* **Excerpted data**
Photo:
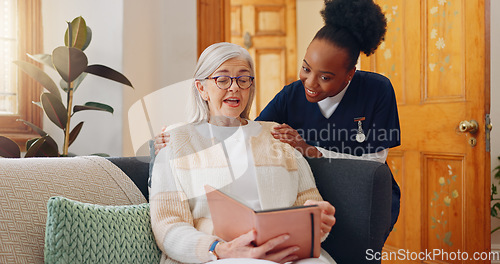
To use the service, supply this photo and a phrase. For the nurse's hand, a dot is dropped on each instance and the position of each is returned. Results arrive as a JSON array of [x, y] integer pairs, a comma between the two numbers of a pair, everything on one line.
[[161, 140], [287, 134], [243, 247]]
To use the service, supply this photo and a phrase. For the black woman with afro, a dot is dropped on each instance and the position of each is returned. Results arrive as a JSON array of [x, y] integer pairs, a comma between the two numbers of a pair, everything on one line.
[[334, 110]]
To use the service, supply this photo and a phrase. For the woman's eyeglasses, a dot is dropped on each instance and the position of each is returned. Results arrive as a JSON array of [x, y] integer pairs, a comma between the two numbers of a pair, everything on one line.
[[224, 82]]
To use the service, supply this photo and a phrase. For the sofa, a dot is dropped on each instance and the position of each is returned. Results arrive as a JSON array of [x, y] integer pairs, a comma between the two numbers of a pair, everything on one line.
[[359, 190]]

--

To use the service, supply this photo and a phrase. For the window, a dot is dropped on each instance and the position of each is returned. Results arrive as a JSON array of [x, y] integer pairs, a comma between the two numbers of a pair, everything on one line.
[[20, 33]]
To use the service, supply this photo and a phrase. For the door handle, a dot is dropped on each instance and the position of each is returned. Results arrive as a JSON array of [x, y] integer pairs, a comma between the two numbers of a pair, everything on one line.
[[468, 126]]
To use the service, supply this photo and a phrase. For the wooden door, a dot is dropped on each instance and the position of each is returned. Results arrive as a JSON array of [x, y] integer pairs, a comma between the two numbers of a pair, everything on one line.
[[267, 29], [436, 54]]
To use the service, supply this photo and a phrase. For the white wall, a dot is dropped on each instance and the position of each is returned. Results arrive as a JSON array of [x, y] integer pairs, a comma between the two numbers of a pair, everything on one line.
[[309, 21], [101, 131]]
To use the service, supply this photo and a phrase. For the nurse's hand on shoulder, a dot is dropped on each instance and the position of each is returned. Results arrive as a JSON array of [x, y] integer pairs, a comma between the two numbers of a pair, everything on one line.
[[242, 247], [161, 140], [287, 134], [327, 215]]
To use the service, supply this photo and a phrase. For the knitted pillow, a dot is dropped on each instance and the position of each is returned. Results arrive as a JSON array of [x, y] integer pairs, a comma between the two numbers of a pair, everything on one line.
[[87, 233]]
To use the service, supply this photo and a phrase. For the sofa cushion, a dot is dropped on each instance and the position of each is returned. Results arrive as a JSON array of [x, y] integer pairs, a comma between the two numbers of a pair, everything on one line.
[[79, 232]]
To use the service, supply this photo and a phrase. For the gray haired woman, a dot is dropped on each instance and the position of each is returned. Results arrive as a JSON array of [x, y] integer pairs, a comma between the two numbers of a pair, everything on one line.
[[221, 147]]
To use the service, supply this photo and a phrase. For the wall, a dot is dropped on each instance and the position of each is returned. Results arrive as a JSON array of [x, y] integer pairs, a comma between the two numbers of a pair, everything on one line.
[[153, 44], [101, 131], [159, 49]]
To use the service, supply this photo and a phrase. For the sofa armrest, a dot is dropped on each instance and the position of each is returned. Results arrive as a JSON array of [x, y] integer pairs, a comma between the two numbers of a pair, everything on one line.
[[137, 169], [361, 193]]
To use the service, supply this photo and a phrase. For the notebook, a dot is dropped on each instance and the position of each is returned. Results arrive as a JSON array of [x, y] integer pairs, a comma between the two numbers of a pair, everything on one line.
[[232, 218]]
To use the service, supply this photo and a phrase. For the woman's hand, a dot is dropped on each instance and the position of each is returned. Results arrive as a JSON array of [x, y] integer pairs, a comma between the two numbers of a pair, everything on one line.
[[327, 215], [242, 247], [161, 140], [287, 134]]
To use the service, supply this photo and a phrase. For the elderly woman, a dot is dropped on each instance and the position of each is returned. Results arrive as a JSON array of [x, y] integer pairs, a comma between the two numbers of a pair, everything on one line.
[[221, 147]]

* * *

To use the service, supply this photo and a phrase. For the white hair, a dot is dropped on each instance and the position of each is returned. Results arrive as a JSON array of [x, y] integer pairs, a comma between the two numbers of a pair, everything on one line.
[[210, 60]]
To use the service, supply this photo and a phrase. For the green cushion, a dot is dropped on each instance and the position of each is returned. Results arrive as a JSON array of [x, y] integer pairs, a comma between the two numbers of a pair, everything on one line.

* **Required task**
Gather every line of the material above that contains the word "white", copying each one in full.

* **Task solution**
To use the service, supply this photo and a phrase. For the white wall, a dot is dropped on each instance and the position of each is returned. Results arrive as a JSON array of [x, y] integer pairs, a comma between the two numbers of a pair, everything on one line.
To use the service, supply this photo and a phrase. For the white hair, a dot is dropped on each instance and the position of each is returned. Results arrive as a JSON array of [x, y] integer pairs, a comma between the two numbers of a pair, everything on one line.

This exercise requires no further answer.